◆ Fragmento ◆
-------------------------

Esta credulidad puede explicarse por algo que Randi describe como el síndrome de la torre de marfil: el científico vive encastillado en su educación académica y sólo trata con gente académica. Muchas veces no quiere saber nada de lo que sucede fuera. Cuando se produce este primer contacto, los científicos ingenuos son engañados. “Ser listo es muy diferente de ser inteligente. La educación no le hace a uno más listo, sólo más educado”.
Hay varios motivos por los que un investigador decide arruinar su carrera por una mentira. Para Benjamin Radford, director de la revista Skeptical Enquirer, el prestigio es uno de ellos. “Alguien que desea que su nombre pase a la historia como el de un gran científico o descubridor”. El anuncio de la fusión fría, realizado el 23 de marzo de 1989 en la Universidad de Utah (EE UU), dio la vuelta al mundo. Ese día, un químico llamado Stanley Pons convoca una rueda de prensa –junto con su compañero Martin Fleischmann– y enseña un frasco con dos electrodos de metal sumergidos en agua pesada. Con voz tímida afirma: “Hemos establecido una reacción de fusión sostenida por medios muy sencillos” (por la que átomos de hidrógeno pesado se fusionan para formar helio) en la que “sale más energía de la que ponemos”. Fleischmann dice por su parte: “Parece que podemos conseguir fusión indefinida en un instrumento relativamente barato”, y recalca: “Es absolutamente esencial establecer la ciencia básica del fenómeno”. Desde luego que merece la pena validar lo que sería el mayor descubrimiento energético de la humanidad. Los científicos se lanzan a ello en cuestión de horas. A finales de mayo de ese año, el Departamento de Energía de Estados Unidos concluye que la evidencia sobre la fusión fría no era convincente.

-------------------------

◆ Material proporcionado ◆
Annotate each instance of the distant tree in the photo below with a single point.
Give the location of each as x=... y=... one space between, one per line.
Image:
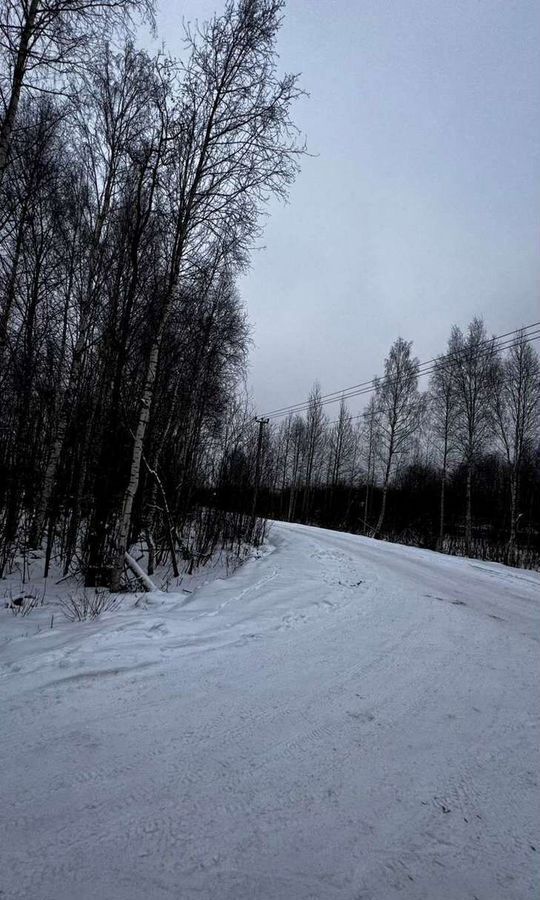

-------------------------

◆ Instrucciones ◆
1. ¿En qué fecha y en qué lugar se anunció la fusión fría, según el fragmento?
2. Resume el fragmento en dos oraciones.

◆ Respuestas por tarea ◆
1. El 23 de marzo de 1989, en la Universidad de Utah (EE UU).

2. La credulidad de algunos científicos se explica por lo que Randi llama el síndrome de la torre de marfil, y, según Benjamin Radford, el prestigio es uno de los motivos por los que un investigador arruina su carrera por una mentira. Stanley Pons y Martin Fleischmann anunciaron la fusión fría el 23 de marzo de 1989 en la Universidad de Utah, y a finales de mayo de ese año el Departamento de Energía de Estados Unidos concluyó que la evidencia no era convincente.